THINGS TO DO |
- A) Can you transcribe the WordPress Thickbox tip from "Quick WP Tip: Conditional" to "them to load?"?
- B) Can you pick up the tip on loading Thickbox only when needed right after its final sentence and carry it on?

GIVEN PASSAGE |
┌──

Quick WP Tip: Conditional Thickbox loading
Another quick tip to help you optimize your site: sometimes you want to load one or more images in a post in a nice Thickbox or Lightbox. But in most cases, you don't need to load these scripts, wouldn't it be cool if you could load these scripts only when you want them to load?
I decided, that the only time I want Thickbox to load, is when I manually add class="thickbox" to the code of a post or page. So I wrote up a little script that checks for that, and loads Thickbox if needed. Now you need to know that to make Thickbox work, you need to load both a script and a css file, so the complete code is the following:
function yst_conditional_thickbox() {
global $post;
if (is_singular() &&
strpos($post->post_content,'class="thickbox"') !== false) {
wp_enqueue_script('thickbox');
wp_enqueue_style('thickbox');
}
}
add_action('wp_print_styles','yst_conditional_thickbox');This code should go into your themes functions.php file. Let's explain it a bit: the function checks whether the content of the post contains the text class="thickbox". If it finds this text, it enqueues both the Thickbox script and CSS file. The add_action "hooks" this function to a WordPress hook. I use the wp_print_styles hook here, because that executes in the head, and makes sure both the stylesheet and the script file get loaded properly.
Now of course there's nicer ways of doing this, like making it into a full regex to see if class="thickbox" is actually set on a link, to prevent it from loading on a post like this one, which doesn't have a thickboxed image in it, but does contain the text. But let's be honest, how often is that really the case? This simple conditional load means you can use Thickbox when you need it, but you're not making your users download Thickbox all the time when you're only using it in 5% of your posts.

└──

EXTRACTED INFORMATION |
┌──

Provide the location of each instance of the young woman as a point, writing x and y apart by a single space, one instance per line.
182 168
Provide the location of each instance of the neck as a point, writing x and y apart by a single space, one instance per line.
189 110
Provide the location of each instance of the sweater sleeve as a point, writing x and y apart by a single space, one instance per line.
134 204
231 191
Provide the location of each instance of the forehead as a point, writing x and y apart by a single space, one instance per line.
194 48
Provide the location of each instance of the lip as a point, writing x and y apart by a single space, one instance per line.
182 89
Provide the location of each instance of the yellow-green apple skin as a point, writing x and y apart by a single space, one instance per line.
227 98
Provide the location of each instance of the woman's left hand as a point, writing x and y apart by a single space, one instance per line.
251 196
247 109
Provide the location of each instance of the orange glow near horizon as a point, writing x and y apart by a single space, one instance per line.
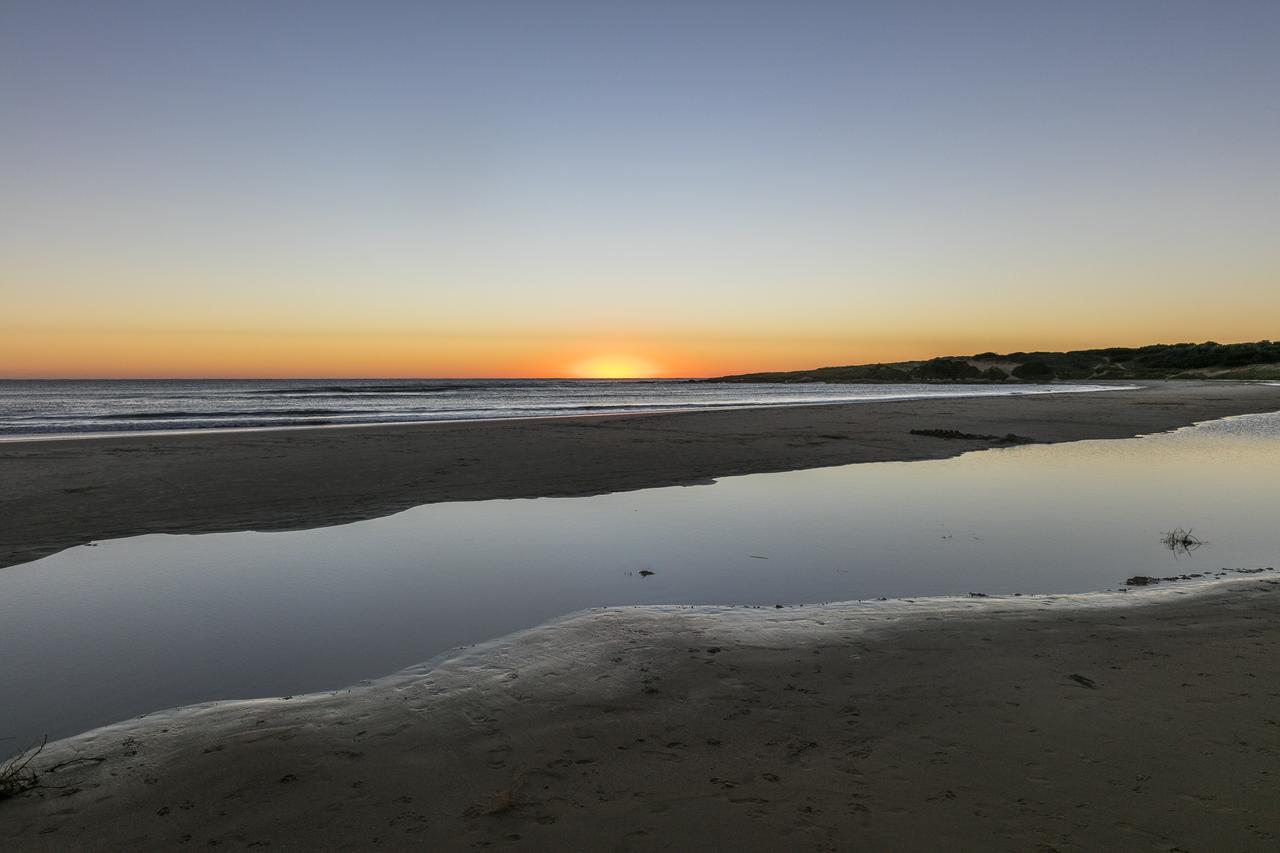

└──

ANSWERS TO EACH TASK |
- A)
Quick WP Tip: Conditional Thickbox loading
Another quick tip to help you optimize your site: sometimes you want to load one or more images in a post in a nice Thickbox or Lightbox. But in most cases, you don't need to load these scripts, wouldn't it be cool if you could load these scripts only when you want them to load?

- B)
Let me know in the comments if this works for you, and which other things you think you should load conditionally, to make your blog a bit faster and more userfriendly!



by David on 15 October, 2009 at 05:32
It did work thanks, but hate to be a pain but I'd like this to work on _any_ page/post on the site, actually mainly on home.php but not sure how to change
global $post;
if (is_singular() &&
strpos($post->post_content,'class="thickbox"') !== false) {
by eddai on 5 November, 2009 at 14:55
I also wonder this..
how to achieve this for homepage ?
by Sunil on 15 October, 2009 at 06:16
It would be nice to check this blog, if you are a beginner. How to include thickbox in wordpress just 3 lines of code. http://www.myhtmlworld.com/wordpress/create-thickbox-wordpress.html
by David on 15 October, 2009 at 09:22
Yes I'd seen that post, what I meant was that I only want it to load on the front page, home.php, not anywhere else, but Yoast's example is just referring to posts.
by Free Internet Marketing Gift on 16 October, 2009 at 08:59
Hey Mate, I've read a couple of posts on your blog and I love your style. I am going to subscribe to your RSS feed :)
by Joost de Valk on 16 October, 2009 at 09:09
Cool, now if you'd do me the pleasure of commenting with your real name, I'd appreciate it :)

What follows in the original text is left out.